**Goal**
Can you write out everything from the line containing "# mark one dot per instance, written like column 615, row" down to the line containing "column 167, row 148", substituting "dog's" for "puppy's" and leaving the rest unchanged?

**Material provided**
● ● ● ●

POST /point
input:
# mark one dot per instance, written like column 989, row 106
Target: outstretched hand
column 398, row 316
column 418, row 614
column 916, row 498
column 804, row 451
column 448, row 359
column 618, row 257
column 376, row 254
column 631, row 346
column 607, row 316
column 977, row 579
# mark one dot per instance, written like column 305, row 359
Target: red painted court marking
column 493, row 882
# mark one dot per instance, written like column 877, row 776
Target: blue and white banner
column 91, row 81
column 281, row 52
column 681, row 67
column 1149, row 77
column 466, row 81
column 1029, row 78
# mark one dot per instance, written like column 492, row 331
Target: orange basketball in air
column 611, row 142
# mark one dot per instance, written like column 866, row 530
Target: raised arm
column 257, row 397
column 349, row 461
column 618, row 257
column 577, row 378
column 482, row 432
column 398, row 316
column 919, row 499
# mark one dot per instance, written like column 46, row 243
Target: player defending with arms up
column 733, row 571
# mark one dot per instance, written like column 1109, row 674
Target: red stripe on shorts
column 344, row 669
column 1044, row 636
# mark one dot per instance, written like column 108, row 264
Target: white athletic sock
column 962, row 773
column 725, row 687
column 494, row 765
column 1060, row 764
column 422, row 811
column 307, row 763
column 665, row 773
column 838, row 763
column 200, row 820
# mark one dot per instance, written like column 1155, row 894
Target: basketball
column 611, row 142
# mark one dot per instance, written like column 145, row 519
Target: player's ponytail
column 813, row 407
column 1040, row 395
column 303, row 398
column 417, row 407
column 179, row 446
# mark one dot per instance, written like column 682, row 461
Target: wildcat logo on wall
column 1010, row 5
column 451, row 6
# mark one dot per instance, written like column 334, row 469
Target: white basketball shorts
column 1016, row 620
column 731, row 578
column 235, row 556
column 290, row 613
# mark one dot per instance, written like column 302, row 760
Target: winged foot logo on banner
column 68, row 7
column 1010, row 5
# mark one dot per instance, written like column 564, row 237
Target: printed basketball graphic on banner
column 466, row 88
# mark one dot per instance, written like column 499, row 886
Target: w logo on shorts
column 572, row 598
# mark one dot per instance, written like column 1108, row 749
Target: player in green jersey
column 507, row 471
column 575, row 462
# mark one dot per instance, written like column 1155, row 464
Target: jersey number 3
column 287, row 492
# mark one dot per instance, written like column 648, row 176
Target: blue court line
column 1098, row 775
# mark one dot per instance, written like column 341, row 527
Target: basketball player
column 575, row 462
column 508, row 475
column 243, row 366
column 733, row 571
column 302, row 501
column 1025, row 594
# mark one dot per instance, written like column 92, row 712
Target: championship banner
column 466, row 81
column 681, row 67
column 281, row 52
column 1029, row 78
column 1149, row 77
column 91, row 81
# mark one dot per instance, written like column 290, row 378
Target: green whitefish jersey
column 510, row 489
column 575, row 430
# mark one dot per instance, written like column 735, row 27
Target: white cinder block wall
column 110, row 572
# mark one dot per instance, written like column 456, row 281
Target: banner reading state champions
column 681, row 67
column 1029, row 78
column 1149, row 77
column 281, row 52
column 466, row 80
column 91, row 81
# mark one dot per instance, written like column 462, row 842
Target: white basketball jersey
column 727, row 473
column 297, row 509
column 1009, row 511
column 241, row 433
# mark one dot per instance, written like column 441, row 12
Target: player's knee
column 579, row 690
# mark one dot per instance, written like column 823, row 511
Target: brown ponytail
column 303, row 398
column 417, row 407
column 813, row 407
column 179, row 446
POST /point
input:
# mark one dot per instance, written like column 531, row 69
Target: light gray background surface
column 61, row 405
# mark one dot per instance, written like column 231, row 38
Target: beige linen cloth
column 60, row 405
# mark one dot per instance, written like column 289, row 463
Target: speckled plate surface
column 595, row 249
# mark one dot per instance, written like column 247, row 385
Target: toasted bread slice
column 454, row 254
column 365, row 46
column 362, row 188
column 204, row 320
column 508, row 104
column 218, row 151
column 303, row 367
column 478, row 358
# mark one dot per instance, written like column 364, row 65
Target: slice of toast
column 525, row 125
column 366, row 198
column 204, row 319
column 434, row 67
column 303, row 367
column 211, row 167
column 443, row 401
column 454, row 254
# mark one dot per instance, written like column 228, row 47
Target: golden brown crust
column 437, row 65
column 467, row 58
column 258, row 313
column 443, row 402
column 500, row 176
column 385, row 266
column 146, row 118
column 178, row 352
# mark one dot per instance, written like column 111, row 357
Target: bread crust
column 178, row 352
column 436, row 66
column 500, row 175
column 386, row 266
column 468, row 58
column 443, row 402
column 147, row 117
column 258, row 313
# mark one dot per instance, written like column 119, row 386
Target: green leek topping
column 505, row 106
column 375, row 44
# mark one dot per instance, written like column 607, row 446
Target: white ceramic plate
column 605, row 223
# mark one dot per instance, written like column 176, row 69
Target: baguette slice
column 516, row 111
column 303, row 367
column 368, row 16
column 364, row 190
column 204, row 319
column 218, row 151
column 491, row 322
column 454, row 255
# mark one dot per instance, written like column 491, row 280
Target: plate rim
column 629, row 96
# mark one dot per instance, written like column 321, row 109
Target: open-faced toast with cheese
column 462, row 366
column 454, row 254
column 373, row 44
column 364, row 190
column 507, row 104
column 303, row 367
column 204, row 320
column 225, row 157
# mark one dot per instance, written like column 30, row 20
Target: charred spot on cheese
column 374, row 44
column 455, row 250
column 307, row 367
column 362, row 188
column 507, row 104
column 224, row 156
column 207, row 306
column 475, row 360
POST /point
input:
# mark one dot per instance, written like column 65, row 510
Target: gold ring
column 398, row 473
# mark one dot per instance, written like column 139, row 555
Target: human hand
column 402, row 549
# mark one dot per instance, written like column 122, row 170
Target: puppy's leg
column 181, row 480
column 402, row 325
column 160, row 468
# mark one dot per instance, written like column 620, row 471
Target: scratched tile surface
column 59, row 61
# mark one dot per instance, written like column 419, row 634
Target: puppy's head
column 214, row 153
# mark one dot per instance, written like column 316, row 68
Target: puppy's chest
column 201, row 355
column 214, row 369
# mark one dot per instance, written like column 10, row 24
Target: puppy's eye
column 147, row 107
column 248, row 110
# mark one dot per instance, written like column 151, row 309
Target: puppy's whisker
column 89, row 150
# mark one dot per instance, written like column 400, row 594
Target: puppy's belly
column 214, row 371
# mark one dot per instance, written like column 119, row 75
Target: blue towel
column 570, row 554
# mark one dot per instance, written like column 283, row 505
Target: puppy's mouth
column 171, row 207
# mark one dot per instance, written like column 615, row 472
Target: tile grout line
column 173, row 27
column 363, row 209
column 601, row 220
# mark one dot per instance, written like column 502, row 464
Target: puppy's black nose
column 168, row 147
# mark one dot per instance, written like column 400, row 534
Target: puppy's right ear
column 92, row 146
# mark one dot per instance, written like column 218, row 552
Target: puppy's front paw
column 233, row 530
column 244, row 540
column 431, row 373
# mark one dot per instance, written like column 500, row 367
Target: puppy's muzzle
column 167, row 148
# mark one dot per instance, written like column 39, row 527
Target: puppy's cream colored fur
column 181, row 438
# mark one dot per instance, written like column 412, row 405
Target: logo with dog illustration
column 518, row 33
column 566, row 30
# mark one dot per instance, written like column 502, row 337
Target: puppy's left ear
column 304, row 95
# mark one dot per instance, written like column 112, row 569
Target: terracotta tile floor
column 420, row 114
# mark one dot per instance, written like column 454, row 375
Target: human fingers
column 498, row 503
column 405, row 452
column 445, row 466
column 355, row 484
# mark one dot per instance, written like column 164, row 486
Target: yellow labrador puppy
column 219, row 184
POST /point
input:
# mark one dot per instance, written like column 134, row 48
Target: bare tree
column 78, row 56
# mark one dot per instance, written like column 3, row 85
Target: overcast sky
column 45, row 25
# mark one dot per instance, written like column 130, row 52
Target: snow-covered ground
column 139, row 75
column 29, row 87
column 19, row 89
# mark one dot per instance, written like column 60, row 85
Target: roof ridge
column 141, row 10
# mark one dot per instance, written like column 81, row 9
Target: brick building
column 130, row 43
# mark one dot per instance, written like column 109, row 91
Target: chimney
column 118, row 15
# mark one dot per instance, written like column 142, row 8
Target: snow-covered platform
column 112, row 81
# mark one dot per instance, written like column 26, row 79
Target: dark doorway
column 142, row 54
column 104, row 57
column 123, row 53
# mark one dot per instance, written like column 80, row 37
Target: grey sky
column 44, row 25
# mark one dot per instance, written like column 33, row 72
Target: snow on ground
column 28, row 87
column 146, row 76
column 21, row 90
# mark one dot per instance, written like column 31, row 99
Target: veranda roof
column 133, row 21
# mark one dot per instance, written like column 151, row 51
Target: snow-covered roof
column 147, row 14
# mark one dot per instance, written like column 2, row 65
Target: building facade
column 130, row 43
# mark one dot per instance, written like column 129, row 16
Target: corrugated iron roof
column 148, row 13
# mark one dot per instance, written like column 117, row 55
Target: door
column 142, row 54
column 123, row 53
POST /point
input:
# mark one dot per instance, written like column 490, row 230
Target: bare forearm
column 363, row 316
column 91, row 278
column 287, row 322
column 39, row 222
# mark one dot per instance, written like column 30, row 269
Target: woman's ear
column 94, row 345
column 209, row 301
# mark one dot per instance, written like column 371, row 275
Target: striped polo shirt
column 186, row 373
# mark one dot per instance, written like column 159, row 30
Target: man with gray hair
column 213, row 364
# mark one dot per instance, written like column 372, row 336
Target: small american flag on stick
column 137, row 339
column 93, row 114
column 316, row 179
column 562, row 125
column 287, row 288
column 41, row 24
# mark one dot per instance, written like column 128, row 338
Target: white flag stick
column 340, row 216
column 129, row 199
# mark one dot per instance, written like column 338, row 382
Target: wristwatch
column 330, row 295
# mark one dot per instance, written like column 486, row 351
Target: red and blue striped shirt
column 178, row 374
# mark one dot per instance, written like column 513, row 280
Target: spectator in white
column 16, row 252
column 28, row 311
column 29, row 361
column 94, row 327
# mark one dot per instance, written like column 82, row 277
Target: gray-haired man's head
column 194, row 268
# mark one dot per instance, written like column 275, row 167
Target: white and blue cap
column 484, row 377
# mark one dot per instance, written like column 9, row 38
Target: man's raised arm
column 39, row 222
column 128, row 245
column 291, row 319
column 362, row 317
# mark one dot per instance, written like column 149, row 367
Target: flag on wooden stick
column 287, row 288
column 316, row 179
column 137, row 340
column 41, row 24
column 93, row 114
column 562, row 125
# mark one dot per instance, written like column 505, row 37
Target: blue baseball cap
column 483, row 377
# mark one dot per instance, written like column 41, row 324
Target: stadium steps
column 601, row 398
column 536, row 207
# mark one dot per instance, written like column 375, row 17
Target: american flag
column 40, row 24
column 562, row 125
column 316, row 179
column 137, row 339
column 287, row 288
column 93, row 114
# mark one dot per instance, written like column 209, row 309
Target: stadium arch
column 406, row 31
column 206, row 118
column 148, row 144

● ● ● ●

**Completed task**
# mark one dot per instance, written like column 615, row 472
Target: tile grout line
column 173, row 27
column 363, row 209
column 601, row 220
# mark one dot per instance, written like column 502, row 464
Target: dog's black nose
column 168, row 147
# mark one dot per instance, written like column 400, row 534
Target: dog's right ear
column 92, row 146
# mark one dot per instance, written like column 218, row 552
Target: dog's front paw
column 233, row 530
column 244, row 540
column 431, row 373
# mark one dot per instance, written like column 500, row 367
Target: dog's muzzle
column 167, row 148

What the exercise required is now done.